WORK REQUEST — A partial copy is required: transcribe exactly the lines from the one containing "Pin the clear" through the last line below, without any pictures.

RECORDS PROVIDED —
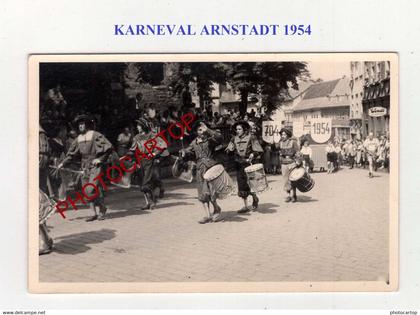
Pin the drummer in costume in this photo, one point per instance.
(148, 178)
(246, 148)
(154, 126)
(44, 151)
(202, 150)
(93, 149)
(290, 158)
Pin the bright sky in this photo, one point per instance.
(328, 70)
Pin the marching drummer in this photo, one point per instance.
(94, 150)
(246, 149)
(290, 157)
(202, 149)
(148, 177)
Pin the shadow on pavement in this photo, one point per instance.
(170, 195)
(129, 212)
(266, 208)
(172, 204)
(233, 216)
(78, 243)
(306, 199)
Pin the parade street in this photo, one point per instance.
(336, 232)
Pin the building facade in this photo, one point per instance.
(376, 97)
(329, 99)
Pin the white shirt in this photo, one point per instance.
(306, 151)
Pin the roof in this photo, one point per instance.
(329, 94)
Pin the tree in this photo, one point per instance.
(275, 80)
(244, 79)
(270, 79)
(203, 74)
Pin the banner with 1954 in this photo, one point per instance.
(321, 129)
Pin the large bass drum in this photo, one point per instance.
(301, 179)
(257, 180)
(219, 181)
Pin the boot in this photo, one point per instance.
(255, 201)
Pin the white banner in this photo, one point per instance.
(271, 131)
(321, 129)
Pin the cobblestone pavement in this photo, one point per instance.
(337, 231)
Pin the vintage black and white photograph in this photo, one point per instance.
(221, 173)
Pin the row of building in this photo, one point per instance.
(357, 105)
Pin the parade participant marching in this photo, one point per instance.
(124, 141)
(44, 151)
(306, 152)
(290, 158)
(331, 157)
(202, 150)
(94, 150)
(371, 145)
(246, 148)
(155, 127)
(148, 179)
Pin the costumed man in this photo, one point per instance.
(93, 149)
(148, 179)
(44, 152)
(202, 150)
(246, 148)
(154, 126)
(371, 146)
(290, 158)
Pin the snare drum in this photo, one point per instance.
(301, 179)
(46, 207)
(219, 181)
(257, 180)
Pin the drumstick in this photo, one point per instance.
(67, 169)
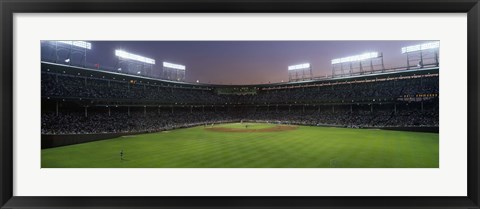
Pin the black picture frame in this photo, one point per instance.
(10, 7)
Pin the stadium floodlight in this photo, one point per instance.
(126, 55)
(173, 66)
(355, 58)
(420, 47)
(299, 66)
(81, 44)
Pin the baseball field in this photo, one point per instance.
(253, 145)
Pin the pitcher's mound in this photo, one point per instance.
(246, 130)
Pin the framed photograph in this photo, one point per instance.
(239, 104)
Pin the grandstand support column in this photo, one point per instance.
(421, 59)
(383, 65)
(56, 108)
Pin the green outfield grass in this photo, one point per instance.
(304, 147)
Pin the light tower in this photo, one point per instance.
(422, 55)
(134, 64)
(67, 52)
(174, 72)
(300, 72)
(358, 64)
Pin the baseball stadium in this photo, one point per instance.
(361, 114)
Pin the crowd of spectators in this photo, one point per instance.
(257, 107)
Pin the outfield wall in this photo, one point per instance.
(58, 140)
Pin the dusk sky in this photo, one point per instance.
(246, 62)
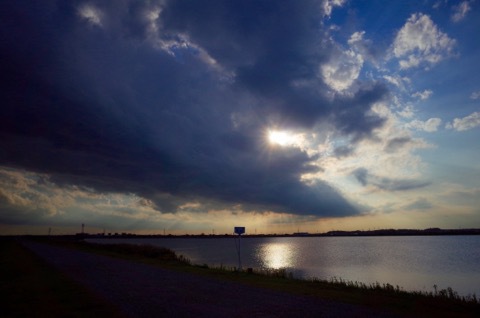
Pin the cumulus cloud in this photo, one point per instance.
(420, 204)
(170, 100)
(430, 125)
(328, 6)
(460, 11)
(342, 70)
(423, 95)
(420, 42)
(461, 124)
(365, 178)
(91, 14)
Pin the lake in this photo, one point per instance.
(411, 262)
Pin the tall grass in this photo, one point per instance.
(167, 256)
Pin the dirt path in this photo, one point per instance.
(141, 290)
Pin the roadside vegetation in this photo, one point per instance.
(438, 303)
(31, 288)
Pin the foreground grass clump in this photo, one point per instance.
(443, 303)
(32, 288)
(447, 294)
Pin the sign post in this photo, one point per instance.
(239, 230)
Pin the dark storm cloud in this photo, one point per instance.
(100, 104)
(366, 178)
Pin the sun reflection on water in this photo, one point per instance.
(277, 255)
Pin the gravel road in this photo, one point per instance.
(141, 290)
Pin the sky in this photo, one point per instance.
(188, 117)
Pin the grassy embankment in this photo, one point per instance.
(443, 303)
(31, 288)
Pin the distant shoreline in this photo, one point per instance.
(358, 233)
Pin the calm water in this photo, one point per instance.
(412, 262)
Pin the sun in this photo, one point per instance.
(281, 138)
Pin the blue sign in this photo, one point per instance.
(239, 230)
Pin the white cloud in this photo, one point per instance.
(423, 95)
(475, 95)
(90, 13)
(465, 123)
(329, 4)
(460, 11)
(341, 71)
(420, 41)
(431, 125)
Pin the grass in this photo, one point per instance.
(439, 303)
(31, 288)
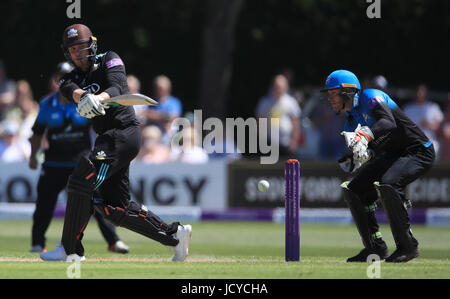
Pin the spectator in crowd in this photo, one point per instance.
(168, 109)
(379, 82)
(444, 134)
(426, 114)
(152, 151)
(134, 86)
(7, 91)
(189, 152)
(279, 104)
(15, 148)
(53, 84)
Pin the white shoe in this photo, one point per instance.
(119, 247)
(59, 254)
(38, 248)
(183, 235)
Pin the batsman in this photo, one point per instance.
(388, 152)
(106, 167)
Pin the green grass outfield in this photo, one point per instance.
(230, 250)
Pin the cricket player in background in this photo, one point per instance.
(389, 152)
(105, 168)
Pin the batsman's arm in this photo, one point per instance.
(70, 90)
(115, 74)
(385, 121)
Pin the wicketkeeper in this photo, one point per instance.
(106, 167)
(388, 152)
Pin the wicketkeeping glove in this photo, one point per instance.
(90, 106)
(358, 142)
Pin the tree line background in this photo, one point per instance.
(222, 54)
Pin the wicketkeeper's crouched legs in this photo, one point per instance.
(79, 206)
(364, 217)
(136, 217)
(407, 245)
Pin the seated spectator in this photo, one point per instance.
(168, 109)
(444, 134)
(152, 151)
(189, 152)
(15, 148)
(7, 91)
(426, 114)
(279, 104)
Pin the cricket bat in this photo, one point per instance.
(129, 100)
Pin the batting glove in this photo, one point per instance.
(90, 106)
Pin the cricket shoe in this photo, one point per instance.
(183, 235)
(59, 255)
(403, 256)
(38, 248)
(380, 250)
(119, 247)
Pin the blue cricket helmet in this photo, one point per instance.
(342, 79)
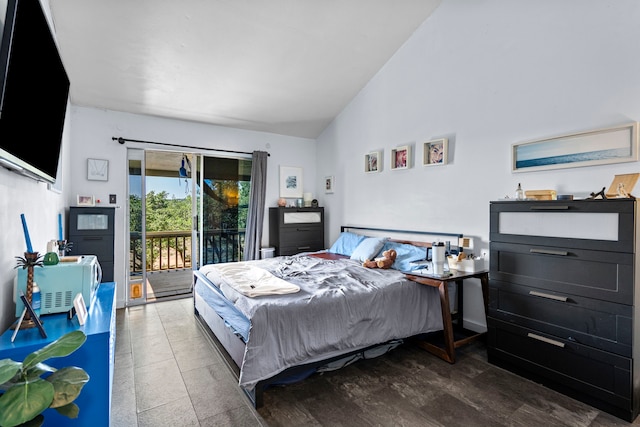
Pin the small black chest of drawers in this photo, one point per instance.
(295, 230)
(91, 230)
(562, 300)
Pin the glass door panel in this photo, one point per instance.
(224, 185)
(136, 292)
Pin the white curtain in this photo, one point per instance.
(255, 216)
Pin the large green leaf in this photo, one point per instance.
(8, 369)
(68, 383)
(63, 346)
(23, 402)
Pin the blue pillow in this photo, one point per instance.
(405, 254)
(346, 243)
(368, 249)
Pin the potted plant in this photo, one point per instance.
(26, 393)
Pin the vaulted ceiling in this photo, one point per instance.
(281, 66)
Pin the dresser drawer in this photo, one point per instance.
(596, 376)
(606, 225)
(595, 323)
(607, 276)
(301, 235)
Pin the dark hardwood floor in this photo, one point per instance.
(410, 387)
(168, 373)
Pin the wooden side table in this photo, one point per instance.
(454, 335)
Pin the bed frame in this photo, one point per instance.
(231, 347)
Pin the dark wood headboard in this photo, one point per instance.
(453, 238)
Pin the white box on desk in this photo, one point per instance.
(471, 265)
(60, 283)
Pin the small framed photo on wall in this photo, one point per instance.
(328, 184)
(372, 162)
(290, 182)
(401, 157)
(86, 200)
(435, 152)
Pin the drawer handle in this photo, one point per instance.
(548, 252)
(545, 339)
(549, 296)
(549, 208)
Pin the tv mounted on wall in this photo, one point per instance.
(34, 90)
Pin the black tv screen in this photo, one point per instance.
(33, 93)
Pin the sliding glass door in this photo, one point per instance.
(223, 199)
(185, 210)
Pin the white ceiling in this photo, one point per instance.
(280, 66)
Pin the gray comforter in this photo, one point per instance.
(341, 306)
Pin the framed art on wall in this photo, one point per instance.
(400, 157)
(435, 152)
(97, 170)
(328, 184)
(372, 162)
(596, 147)
(290, 182)
(86, 200)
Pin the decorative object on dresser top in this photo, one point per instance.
(563, 300)
(330, 310)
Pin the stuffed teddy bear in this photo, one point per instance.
(386, 261)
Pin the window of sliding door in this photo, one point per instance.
(224, 199)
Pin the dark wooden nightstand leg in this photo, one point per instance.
(447, 325)
(448, 352)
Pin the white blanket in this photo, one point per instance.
(254, 281)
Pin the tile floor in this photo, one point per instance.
(163, 378)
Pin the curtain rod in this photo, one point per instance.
(122, 140)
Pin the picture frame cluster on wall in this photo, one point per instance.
(435, 153)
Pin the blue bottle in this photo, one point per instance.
(36, 300)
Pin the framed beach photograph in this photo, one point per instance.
(435, 152)
(86, 200)
(372, 162)
(328, 184)
(596, 147)
(290, 182)
(400, 157)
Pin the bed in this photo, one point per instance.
(278, 320)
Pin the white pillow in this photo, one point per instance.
(368, 249)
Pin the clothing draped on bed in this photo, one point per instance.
(340, 307)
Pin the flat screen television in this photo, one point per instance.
(34, 89)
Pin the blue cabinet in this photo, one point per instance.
(95, 356)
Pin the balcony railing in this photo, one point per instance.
(169, 250)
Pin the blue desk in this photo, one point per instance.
(95, 356)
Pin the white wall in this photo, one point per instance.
(40, 206)
(92, 134)
(484, 74)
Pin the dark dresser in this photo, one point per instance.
(295, 230)
(562, 300)
(91, 229)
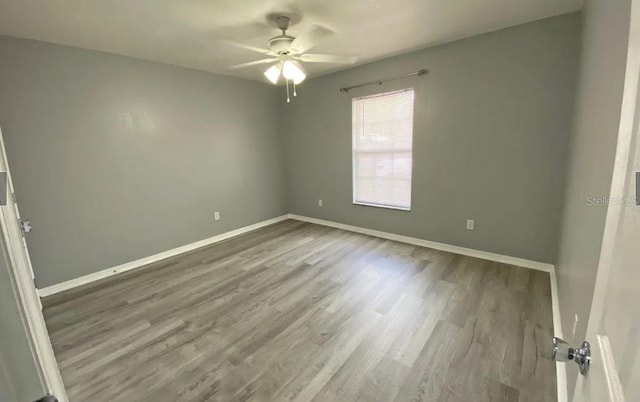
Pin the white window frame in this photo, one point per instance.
(354, 152)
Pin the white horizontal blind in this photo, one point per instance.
(382, 149)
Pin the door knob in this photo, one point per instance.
(563, 352)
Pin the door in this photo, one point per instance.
(16, 259)
(614, 320)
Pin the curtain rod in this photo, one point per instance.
(419, 73)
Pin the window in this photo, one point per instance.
(382, 149)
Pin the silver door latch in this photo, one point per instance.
(25, 226)
(562, 352)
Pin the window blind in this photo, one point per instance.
(382, 149)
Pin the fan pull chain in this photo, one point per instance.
(288, 99)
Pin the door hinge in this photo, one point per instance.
(25, 225)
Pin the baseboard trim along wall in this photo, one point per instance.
(105, 273)
(561, 374)
(521, 262)
(560, 368)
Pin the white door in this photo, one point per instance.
(614, 320)
(21, 271)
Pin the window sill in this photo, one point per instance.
(364, 204)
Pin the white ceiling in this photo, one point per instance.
(189, 32)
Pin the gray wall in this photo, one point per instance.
(19, 381)
(116, 159)
(492, 121)
(592, 152)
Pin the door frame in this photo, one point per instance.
(628, 129)
(25, 293)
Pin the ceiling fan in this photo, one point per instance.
(286, 53)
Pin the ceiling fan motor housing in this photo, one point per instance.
(280, 44)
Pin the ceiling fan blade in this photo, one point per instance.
(308, 40)
(253, 63)
(327, 58)
(245, 47)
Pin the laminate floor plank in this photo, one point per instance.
(300, 312)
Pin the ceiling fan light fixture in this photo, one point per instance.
(291, 70)
(273, 74)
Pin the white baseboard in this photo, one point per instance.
(105, 273)
(561, 374)
(521, 262)
(560, 368)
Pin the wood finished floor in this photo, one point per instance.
(297, 311)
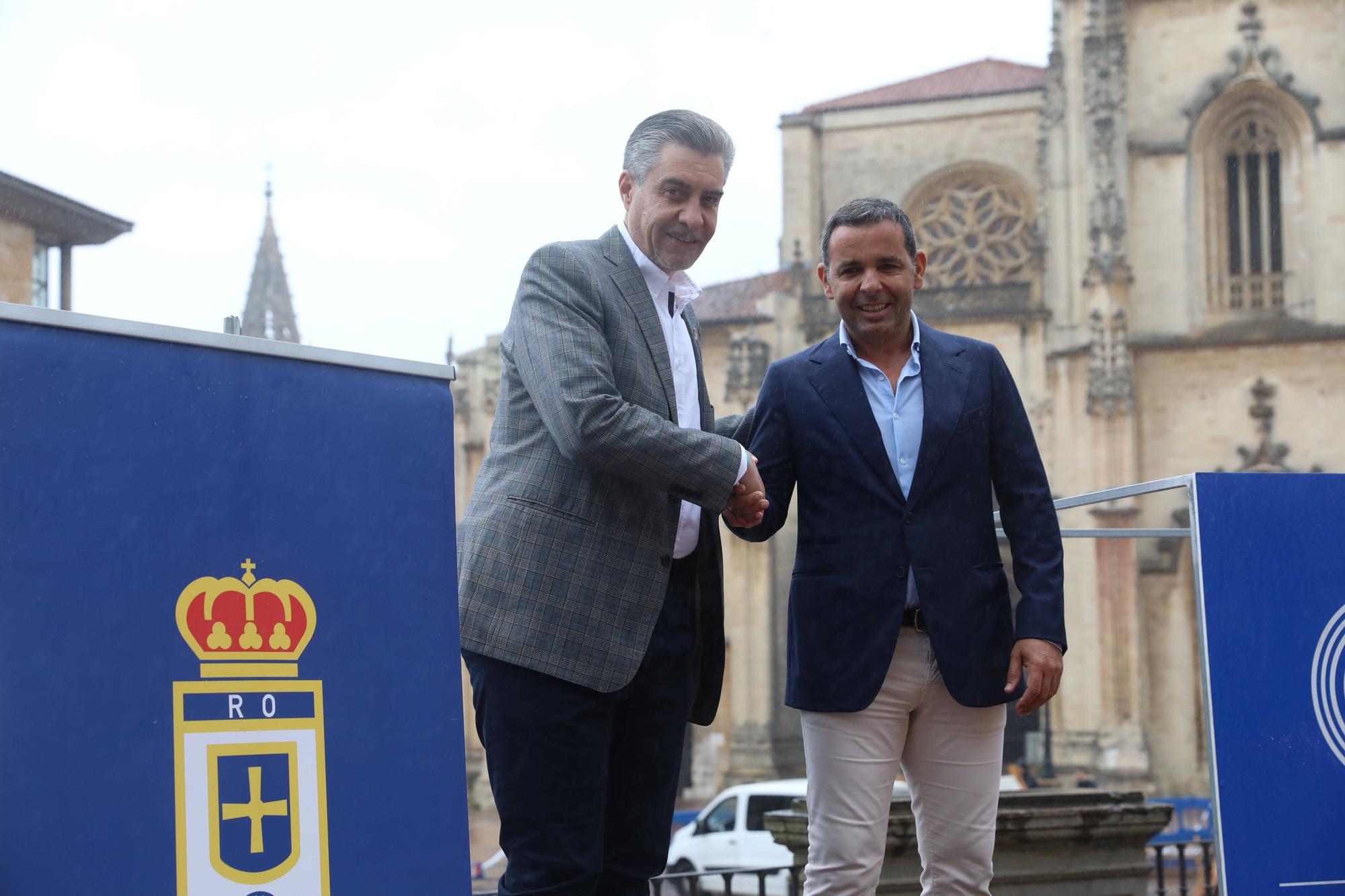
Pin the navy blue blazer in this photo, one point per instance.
(860, 537)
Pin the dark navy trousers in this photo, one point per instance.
(586, 782)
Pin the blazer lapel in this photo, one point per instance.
(693, 329)
(944, 378)
(839, 384)
(630, 282)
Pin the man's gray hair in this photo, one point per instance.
(866, 213)
(683, 127)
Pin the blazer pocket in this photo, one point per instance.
(547, 510)
(973, 417)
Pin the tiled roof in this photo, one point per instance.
(972, 80)
(735, 302)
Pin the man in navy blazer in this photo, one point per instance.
(903, 645)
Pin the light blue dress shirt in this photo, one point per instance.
(900, 417)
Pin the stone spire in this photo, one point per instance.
(270, 313)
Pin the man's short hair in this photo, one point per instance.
(866, 213)
(683, 127)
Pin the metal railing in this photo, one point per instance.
(1116, 494)
(1184, 869)
(689, 883)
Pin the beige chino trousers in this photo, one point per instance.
(952, 756)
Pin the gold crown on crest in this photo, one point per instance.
(247, 627)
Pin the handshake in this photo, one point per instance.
(747, 501)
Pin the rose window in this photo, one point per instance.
(974, 235)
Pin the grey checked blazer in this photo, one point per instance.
(566, 548)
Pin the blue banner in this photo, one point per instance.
(1274, 616)
(229, 655)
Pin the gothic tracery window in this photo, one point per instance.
(974, 233)
(1254, 257)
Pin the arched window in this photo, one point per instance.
(1247, 166)
(974, 233)
(1254, 232)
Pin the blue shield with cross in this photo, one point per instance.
(254, 806)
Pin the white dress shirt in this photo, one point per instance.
(683, 358)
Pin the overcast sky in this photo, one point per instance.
(422, 154)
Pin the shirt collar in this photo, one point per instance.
(915, 339)
(660, 283)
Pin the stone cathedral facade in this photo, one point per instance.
(1149, 229)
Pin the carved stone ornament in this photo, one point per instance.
(1112, 389)
(1269, 455)
(1252, 61)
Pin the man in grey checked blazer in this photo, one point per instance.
(590, 585)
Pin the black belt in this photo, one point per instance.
(914, 618)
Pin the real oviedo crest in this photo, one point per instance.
(251, 768)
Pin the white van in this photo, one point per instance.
(731, 833)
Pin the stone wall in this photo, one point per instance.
(17, 245)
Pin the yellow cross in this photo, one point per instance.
(255, 809)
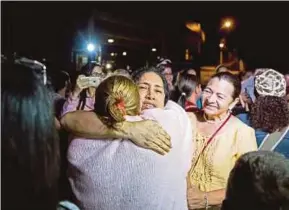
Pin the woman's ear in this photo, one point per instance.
(233, 104)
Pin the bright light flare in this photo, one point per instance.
(90, 47)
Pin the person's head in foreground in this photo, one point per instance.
(259, 180)
(30, 149)
(221, 94)
(153, 87)
(270, 111)
(116, 97)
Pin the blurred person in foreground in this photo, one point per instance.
(220, 140)
(270, 112)
(30, 145)
(259, 180)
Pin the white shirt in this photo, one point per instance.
(116, 174)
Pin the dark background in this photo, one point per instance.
(49, 29)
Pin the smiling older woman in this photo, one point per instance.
(220, 140)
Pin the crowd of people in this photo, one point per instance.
(150, 139)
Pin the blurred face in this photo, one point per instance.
(97, 72)
(151, 90)
(192, 72)
(169, 76)
(223, 69)
(247, 75)
(217, 97)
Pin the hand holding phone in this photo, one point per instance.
(85, 82)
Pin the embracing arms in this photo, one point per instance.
(146, 133)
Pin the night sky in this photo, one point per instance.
(47, 29)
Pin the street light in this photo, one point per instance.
(227, 23)
(221, 45)
(90, 47)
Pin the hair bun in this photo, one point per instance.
(116, 107)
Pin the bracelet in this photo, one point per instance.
(206, 201)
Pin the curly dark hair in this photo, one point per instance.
(259, 180)
(270, 113)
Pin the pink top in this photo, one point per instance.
(106, 174)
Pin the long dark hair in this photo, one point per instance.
(187, 84)
(30, 147)
(87, 71)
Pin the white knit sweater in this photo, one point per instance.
(118, 175)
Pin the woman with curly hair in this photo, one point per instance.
(270, 113)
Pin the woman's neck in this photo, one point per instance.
(91, 92)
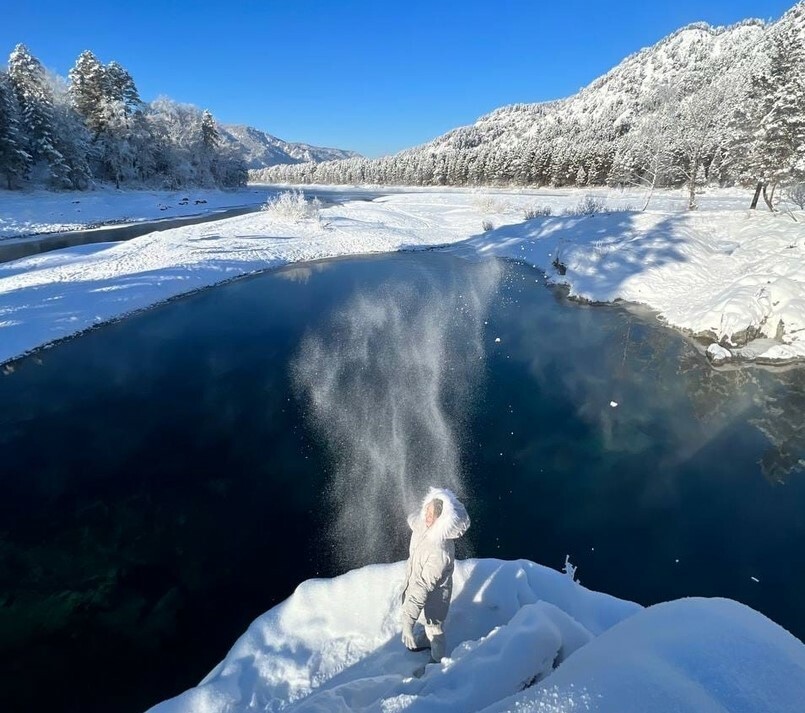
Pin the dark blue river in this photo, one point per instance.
(163, 482)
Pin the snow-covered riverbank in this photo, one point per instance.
(720, 272)
(41, 212)
(521, 637)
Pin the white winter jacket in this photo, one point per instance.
(431, 559)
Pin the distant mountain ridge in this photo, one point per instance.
(705, 104)
(259, 149)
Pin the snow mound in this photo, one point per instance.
(521, 637)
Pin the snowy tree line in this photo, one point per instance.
(724, 107)
(93, 126)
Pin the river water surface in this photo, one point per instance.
(166, 479)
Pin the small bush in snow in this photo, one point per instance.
(537, 211)
(589, 205)
(795, 194)
(292, 205)
(489, 204)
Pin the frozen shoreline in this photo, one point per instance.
(520, 637)
(720, 273)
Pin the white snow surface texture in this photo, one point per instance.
(521, 637)
(721, 271)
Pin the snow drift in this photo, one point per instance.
(520, 637)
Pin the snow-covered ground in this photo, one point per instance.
(35, 212)
(521, 637)
(723, 272)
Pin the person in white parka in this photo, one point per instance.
(440, 521)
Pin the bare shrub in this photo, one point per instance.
(293, 206)
(485, 203)
(589, 205)
(537, 211)
(795, 193)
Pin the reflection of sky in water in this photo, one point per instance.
(160, 487)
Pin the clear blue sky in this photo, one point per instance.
(374, 77)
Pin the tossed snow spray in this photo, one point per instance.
(388, 385)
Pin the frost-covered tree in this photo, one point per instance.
(35, 100)
(210, 138)
(120, 87)
(13, 158)
(89, 90)
(71, 136)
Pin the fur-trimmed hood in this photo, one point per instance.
(454, 520)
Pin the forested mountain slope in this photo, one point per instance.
(93, 127)
(723, 105)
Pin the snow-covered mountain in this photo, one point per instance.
(259, 149)
(705, 104)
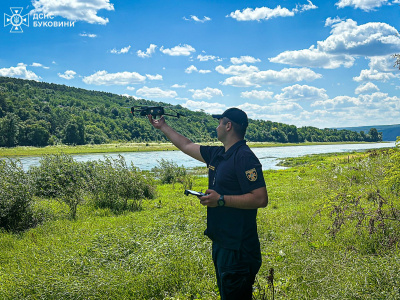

TASK SOLUTION —
Pin the clear blue sky in this photo, one point per instance.
(374, 77)
Pin the tossed snow spray in this photo, one point per instance.
(388, 385)
Pin the frost-covered tree in this photo, one point per instance.
(35, 100)
(210, 138)
(120, 87)
(13, 158)
(89, 90)
(71, 136)
Pin the fur-trimmed hood in this photo, one point per instance.
(454, 520)
Pin the forested mountain slope in this photo, one point per instance.
(93, 127)
(723, 105)
Pin the snow-covered mountain in this photo, one point per instance.
(259, 149)
(705, 104)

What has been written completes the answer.